- Also known as: Open End (1958–1967)
- Genre: Talk show
- Presented by: David Susskind
- Country of origin: United States
- Original language: English
- No. of seasons: 29

Production
- Production company: Pamandia

Original release
- Network: WNTA (1958–1961) Syndicated/WNEW-TV (1961–1986)
- Release: 1958 – 1986

= The David Susskind Show =

The David Susskind Show is an American television talk show hosted by David Susskind which was broadcast from 1958 to 1986. The program began locally in New York City in 1958 as Open End, which referred to the fact that the program was open-ended, with no set scheduled end or timeslot restrictions. In this form, the program would continue until Susskind or his guests had felt the conversation had run its full course, or were exhausted and ended the episode by mutual agreement.

==Overview==
Open End was launched in 1958 and aired initially in New York over independent station WNTA-TV.

**SOURCE MATERIAL:**
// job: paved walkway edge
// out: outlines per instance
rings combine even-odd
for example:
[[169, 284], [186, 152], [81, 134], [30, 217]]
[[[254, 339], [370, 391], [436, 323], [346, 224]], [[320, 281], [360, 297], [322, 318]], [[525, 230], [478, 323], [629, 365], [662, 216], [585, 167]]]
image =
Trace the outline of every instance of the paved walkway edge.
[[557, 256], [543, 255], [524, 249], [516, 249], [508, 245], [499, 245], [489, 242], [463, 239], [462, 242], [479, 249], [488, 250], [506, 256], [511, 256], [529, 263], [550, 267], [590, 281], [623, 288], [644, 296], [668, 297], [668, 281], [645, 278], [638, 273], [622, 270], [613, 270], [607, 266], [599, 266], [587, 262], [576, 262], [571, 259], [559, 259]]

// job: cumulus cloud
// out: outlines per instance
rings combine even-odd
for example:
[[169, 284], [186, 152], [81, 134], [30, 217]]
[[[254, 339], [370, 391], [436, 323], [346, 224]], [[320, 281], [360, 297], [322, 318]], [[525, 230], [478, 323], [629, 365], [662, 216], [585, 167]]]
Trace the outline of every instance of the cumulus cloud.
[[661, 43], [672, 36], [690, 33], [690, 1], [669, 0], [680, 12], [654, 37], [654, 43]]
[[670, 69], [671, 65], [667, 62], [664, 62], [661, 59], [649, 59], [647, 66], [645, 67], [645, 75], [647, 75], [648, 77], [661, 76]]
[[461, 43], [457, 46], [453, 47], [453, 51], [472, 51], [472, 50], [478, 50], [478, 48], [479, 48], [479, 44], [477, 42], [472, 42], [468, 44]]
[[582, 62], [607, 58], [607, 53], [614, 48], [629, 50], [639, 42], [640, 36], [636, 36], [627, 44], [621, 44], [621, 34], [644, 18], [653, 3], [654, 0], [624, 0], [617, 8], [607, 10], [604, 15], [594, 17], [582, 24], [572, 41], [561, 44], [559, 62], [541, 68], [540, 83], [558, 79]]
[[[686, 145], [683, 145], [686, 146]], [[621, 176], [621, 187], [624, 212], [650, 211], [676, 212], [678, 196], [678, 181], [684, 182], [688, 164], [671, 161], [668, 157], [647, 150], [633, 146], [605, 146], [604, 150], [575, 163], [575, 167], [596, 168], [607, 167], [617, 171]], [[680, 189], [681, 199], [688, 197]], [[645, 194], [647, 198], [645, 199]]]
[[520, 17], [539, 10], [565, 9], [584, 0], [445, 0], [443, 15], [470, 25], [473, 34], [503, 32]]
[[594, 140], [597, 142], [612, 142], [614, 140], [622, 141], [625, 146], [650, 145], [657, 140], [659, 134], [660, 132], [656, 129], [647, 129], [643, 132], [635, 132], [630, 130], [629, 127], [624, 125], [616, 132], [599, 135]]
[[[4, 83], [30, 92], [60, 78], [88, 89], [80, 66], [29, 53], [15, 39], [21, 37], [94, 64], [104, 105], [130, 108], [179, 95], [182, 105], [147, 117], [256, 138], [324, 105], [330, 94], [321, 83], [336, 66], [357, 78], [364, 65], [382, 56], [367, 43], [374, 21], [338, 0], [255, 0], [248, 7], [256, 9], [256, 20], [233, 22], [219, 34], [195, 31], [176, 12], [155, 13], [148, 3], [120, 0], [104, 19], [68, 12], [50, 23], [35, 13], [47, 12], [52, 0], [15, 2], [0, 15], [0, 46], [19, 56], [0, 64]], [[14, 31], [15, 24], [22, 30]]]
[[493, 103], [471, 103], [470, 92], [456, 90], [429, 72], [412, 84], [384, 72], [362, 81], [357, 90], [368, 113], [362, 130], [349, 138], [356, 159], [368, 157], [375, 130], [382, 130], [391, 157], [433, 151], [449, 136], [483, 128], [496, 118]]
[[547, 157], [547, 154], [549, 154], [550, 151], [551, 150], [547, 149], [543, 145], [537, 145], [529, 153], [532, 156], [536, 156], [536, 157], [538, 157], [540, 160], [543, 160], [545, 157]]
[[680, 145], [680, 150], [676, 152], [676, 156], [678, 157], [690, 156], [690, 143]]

**TASK BRIEF:** According to the text about The David Susskind Show, what did the original title "Open End" refer to?

**SOLUTION TO THE EXERCISE:** It referred to the program being open-ended, with no set scheduled end or timeslot restrictions.